• SOURCE DATA
○ ○ ○ ○ ○ ○ ○
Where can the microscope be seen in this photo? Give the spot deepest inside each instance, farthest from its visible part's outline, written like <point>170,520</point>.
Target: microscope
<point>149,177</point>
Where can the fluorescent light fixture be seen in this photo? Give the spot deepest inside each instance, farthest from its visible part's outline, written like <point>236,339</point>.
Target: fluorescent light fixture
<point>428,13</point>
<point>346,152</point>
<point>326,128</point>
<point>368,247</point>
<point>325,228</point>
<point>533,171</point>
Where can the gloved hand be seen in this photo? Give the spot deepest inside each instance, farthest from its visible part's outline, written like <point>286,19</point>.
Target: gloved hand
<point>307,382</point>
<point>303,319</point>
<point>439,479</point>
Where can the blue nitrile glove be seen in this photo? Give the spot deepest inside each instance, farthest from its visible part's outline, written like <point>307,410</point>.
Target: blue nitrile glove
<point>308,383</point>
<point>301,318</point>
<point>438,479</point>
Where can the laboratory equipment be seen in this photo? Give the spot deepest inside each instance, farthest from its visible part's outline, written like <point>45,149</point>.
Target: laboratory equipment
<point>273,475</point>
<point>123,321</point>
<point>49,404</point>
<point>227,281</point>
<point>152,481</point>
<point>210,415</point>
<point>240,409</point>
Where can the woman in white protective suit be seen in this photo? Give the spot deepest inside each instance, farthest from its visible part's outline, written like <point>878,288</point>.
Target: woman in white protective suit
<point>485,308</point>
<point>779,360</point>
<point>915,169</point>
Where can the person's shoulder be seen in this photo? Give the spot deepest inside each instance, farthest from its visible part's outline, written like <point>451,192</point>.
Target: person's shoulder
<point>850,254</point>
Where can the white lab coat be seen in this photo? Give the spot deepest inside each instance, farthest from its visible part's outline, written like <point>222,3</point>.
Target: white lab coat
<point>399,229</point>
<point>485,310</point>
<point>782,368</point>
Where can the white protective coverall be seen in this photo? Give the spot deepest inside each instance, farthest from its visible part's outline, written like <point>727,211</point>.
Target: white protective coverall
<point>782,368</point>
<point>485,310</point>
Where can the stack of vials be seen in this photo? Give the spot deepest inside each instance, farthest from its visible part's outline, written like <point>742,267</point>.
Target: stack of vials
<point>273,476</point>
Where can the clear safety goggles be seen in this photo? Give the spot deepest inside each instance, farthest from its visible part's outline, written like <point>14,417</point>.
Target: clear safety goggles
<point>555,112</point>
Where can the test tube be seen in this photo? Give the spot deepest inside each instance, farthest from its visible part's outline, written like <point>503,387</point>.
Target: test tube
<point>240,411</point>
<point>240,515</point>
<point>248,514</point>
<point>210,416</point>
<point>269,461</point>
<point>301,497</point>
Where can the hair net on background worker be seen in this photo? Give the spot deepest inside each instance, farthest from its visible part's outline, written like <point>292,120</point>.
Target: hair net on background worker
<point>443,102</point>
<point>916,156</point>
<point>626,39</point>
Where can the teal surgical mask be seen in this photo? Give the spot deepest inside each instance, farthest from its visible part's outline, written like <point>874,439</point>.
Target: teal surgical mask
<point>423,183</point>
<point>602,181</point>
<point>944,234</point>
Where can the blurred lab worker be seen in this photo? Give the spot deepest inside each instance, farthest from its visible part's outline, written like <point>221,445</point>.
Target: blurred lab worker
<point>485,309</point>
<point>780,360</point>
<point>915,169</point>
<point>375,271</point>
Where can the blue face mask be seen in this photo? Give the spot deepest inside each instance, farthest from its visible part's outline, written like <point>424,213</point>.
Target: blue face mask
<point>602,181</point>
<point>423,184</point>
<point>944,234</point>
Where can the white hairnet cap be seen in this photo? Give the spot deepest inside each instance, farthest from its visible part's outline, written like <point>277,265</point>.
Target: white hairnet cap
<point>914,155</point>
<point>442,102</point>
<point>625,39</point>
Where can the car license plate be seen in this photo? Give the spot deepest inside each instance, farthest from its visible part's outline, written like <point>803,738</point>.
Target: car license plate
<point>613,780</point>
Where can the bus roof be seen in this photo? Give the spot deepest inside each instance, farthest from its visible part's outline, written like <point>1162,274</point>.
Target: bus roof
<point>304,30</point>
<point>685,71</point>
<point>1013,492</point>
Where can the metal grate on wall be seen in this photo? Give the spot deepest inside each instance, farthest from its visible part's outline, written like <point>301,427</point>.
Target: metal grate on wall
○ ○ ○ ○ ○ ○ ○
• EXERCISE DETAILS
Each record should be returned precisely as written.

• EXERCISE RESPONSE
Where can the microscope be seen in this photo? Give the spot deepest inside each instance, farthest from its visible part's outline, written like <point>170,520</point>.
Target: microscope
<point>149,177</point>
Where can the fluorescent light fixture be seen in this photo? Give the spot deepest inside each instance, farthest from its visible part's outline, written like <point>236,339</point>.
Target: fluorescent light fixture
<point>428,13</point>
<point>346,152</point>
<point>326,128</point>
<point>368,247</point>
<point>325,228</point>
<point>533,171</point>
Where can the gloved hand be seen in this photo? Give the spot deepest inside each instance, farthest from its visible part's outline, written like <point>286,19</point>.
Target: gloved hand
<point>307,382</point>
<point>303,319</point>
<point>439,479</point>
Where can the blue nitrile glove be seen in this photo? Give the spot deepest inside each instance, farthest from its visible part's outline, written like <point>307,410</point>.
Target: blue nitrile glove
<point>308,383</point>
<point>301,318</point>
<point>438,479</point>
Where can the laboratory equipment be seen in this photo? Give the spot deepest inside each instance, farthest from its visible part's outline, written like <point>45,149</point>.
Target: laboratory equipment
<point>273,475</point>
<point>123,321</point>
<point>49,404</point>
<point>227,281</point>
<point>152,481</point>
<point>210,415</point>
<point>240,409</point>
Where can the woman in white protective suit be seen in this photo? Give the spot deepest inside each instance, farthest from its visible part's outline, written like <point>878,288</point>.
Target: woman in white protective suit
<point>485,308</point>
<point>779,360</point>
<point>915,169</point>
Where can the person's shoulder be seen in this photo? Give the spot deepest inside each instance, farthest from its visible part's outline, written like <point>451,192</point>.
Target: person's shoulder
<point>850,254</point>
Where can the white lab coat be seen in this photo? Give the spot deepest inside each instance, farthest from its visible part's outline, written like <point>222,3</point>.
Target: white lab coat
<point>399,229</point>
<point>485,310</point>
<point>782,368</point>
Where can the white protective coverall be seen in this photo? Give the spot deepest inside each instance, farthest from its visible part's outline, written like <point>727,211</point>.
Target: white protective coverall
<point>782,368</point>
<point>485,310</point>
Where can the stack of vials be seen in this photo? Give the spot deepest inside each instance, farthest from its visible part's outline, written like <point>742,267</point>.
Target: stack of vials
<point>273,476</point>
Where can the clear safety goggles be seen in this photo? Give the spot deepest inside each instance, farthest from its visible part's outline, written like <point>14,417</point>.
Target: clear safety goggles
<point>555,112</point>
Where can the test tube be seen in this photo? Give the spot deepest inside each instance, farthest from its visible part's outline, written like <point>503,387</point>.
Target: test tube
<point>240,411</point>
<point>240,515</point>
<point>248,514</point>
<point>210,416</point>
<point>269,461</point>
<point>301,497</point>
Where can the hair net on background worker be seen in this photo? Give the spot deepest inside each instance, farthest from its visible part's outline, written like <point>292,120</point>.
Target: hair net on background worker
<point>443,102</point>
<point>916,156</point>
<point>626,39</point>
Where can the teal surgical mask be seen in this photo? Give the spot deepest inside each instance, farthest from its visible part's outline, written like <point>874,439</point>.
Target: teal surgical mask
<point>423,183</point>
<point>602,181</point>
<point>944,234</point>
Where can the blurred lab worker be seen in this photo? Give the spot deepest inside each instance, farthest from its visible part's outline, written like <point>221,445</point>.
Target: blurred lab worker
<point>485,309</point>
<point>780,360</point>
<point>915,169</point>
<point>375,271</point>
Where can the blue face mask be seen in this photo? Give the spot deepest inside each instance, farthest from its visible part's outline, written like <point>424,213</point>.
Target: blue face mask
<point>602,181</point>
<point>423,184</point>
<point>944,234</point>
Where can the white hairnet cap be seen in this photo? Give the spot deepest inside each instance, farthest from its visible part's outline, written like <point>277,265</point>.
Target: white hairnet cap
<point>914,155</point>
<point>442,102</point>
<point>625,39</point>
Where can the car license plate be seen in this photo? Give the spot deepest inside each instance, farthest from its visible part's outline, written like <point>803,738</point>.
Target: car license plate
<point>613,780</point>
Where can the bus roof be seen in this photo? Give the spot deepest inside each instance, farthest from its visible part's outline, written like <point>1162,274</point>.
Target: bus roof
<point>304,30</point>
<point>685,71</point>
<point>1013,492</point>
Where can the metal grate on wall be seen in this photo? Give the spot deepest inside each instance, farthest from its visible part's outline, written like <point>301,427</point>.
Target: metal grate on wall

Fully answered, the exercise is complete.